(Dataset rows showing where objects appear)
========================

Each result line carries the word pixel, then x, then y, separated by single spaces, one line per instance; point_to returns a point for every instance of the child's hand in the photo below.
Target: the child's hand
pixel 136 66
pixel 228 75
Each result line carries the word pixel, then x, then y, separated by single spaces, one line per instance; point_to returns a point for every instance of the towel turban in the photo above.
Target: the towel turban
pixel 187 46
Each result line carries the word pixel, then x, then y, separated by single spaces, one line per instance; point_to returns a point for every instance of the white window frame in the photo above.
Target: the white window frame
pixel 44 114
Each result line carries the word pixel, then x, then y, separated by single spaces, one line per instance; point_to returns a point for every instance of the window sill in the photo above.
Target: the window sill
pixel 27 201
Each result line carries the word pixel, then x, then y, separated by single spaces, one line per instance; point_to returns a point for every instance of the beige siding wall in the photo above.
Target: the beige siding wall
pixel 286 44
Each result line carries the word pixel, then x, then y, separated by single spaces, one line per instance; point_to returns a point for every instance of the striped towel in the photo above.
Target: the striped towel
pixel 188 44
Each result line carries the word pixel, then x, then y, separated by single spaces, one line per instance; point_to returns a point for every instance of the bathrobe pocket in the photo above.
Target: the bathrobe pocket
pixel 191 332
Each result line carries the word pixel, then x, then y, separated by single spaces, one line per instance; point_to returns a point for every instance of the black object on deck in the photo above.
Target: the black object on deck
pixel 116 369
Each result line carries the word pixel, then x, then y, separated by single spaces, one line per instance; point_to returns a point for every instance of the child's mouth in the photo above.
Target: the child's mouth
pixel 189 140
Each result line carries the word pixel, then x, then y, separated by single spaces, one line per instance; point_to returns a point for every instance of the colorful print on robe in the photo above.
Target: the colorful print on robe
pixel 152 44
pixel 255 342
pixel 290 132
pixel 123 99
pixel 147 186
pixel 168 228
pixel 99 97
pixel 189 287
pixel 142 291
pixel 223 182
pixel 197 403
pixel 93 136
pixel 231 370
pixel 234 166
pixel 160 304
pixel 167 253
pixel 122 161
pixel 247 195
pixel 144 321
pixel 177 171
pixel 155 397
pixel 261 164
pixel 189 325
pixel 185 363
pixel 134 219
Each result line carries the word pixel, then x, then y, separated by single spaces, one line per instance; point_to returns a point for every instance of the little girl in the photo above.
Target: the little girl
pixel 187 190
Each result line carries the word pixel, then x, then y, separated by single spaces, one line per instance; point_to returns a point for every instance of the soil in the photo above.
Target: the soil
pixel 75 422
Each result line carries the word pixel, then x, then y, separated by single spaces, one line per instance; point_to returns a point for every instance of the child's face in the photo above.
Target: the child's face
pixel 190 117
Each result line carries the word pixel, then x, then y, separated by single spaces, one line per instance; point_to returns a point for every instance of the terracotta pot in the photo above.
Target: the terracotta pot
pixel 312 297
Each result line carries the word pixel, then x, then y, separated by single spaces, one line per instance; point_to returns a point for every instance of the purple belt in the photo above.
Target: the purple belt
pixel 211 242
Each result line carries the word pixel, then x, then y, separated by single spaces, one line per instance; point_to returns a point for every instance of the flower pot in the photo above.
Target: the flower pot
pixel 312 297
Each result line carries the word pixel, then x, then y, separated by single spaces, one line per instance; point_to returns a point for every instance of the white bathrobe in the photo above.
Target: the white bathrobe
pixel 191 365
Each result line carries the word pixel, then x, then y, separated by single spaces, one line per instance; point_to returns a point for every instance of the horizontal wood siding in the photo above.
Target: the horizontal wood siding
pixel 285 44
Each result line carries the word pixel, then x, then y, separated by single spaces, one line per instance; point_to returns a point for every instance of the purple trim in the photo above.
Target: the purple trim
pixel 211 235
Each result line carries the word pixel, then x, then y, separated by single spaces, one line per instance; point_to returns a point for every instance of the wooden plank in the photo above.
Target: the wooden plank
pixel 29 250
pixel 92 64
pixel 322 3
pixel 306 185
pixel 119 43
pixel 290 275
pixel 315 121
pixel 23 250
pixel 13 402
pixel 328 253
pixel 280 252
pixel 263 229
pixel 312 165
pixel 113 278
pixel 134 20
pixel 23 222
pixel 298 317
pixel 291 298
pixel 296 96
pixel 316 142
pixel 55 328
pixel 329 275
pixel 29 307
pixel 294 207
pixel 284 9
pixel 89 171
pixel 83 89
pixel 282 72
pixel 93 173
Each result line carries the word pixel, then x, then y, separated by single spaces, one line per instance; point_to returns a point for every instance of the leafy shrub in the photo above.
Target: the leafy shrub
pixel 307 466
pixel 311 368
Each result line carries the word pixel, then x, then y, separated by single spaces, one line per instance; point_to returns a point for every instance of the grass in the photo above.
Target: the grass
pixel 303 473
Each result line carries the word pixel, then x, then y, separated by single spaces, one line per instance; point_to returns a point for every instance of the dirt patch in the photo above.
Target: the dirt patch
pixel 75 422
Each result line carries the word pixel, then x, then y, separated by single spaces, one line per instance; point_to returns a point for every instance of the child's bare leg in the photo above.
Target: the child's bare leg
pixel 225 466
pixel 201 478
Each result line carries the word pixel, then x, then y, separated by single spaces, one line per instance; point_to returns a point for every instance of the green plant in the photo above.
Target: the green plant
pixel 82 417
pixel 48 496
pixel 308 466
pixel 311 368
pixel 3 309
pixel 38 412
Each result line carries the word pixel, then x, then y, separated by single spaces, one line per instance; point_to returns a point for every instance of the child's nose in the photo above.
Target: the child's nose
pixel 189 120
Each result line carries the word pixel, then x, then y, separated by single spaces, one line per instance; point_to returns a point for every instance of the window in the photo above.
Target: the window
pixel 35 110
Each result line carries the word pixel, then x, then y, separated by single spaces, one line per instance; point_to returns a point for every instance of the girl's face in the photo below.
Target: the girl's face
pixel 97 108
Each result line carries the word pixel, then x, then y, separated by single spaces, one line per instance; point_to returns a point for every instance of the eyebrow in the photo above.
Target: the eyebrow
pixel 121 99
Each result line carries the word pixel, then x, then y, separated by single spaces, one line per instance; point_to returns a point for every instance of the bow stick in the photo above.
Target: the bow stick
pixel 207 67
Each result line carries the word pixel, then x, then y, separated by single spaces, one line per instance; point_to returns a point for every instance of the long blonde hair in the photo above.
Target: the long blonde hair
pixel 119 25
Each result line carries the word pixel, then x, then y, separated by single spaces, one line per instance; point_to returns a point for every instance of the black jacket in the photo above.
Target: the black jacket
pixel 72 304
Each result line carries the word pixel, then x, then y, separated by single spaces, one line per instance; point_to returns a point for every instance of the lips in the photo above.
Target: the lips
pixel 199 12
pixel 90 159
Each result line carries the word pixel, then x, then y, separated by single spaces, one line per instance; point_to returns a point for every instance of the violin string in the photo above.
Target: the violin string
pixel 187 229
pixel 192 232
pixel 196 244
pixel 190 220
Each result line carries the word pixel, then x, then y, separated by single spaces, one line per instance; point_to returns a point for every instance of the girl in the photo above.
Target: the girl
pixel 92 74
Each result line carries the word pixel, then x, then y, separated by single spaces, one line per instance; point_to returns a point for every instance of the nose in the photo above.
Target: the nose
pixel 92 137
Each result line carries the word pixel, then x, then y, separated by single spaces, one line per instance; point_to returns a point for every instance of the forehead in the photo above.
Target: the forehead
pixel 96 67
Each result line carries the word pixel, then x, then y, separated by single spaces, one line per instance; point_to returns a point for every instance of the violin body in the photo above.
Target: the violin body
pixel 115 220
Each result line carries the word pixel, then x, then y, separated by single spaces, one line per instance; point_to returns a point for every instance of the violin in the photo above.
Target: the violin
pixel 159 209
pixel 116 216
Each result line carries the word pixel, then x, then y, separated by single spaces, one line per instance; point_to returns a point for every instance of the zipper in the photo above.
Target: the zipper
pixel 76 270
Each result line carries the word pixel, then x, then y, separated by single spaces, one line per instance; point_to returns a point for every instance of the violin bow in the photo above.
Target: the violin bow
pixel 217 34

========================

:: DIRECTIVE ::
Copy the records word for word, starting with the line that contains "plank in the photo above." and continuing through the line that contains "pixel 303 473", including both of those lines.

:: SOLUTION FOR THIS TASK ::
Each result line carries the word pixel, then x, then y, separated by single spaces, one line per instance; point_to returns a point for every instance of the wooden plank in the photo above.
Target: the wooden plank
pixel 29 250
pixel 92 64
pixel 322 3
pixel 306 185
pixel 119 43
pixel 290 275
pixel 315 121
pixel 23 250
pixel 13 402
pixel 328 253
pixel 280 252
pixel 263 229
pixel 312 165
pixel 113 278
pixel 134 20
pixel 23 222
pixel 298 317
pixel 291 298
pixel 296 96
pixel 316 142
pixel 55 328
pixel 329 275
pixel 29 307
pixel 294 207
pixel 284 9
pixel 89 171
pixel 83 89
pixel 282 72
pixel 93 173
Each result line carries the word pixel, then x, then y, separated by single spaces, one line per instance; point_to returns a point for every instance of the leafy shrub in the photo above.
Target: the leafy shrub
pixel 307 466
pixel 311 368
Each result line carries the word pixel, then x, then y, separated by single spaces, one line per instance; point_to returns a point for every instance of the grass in the photo above.
Target: the grass
pixel 303 473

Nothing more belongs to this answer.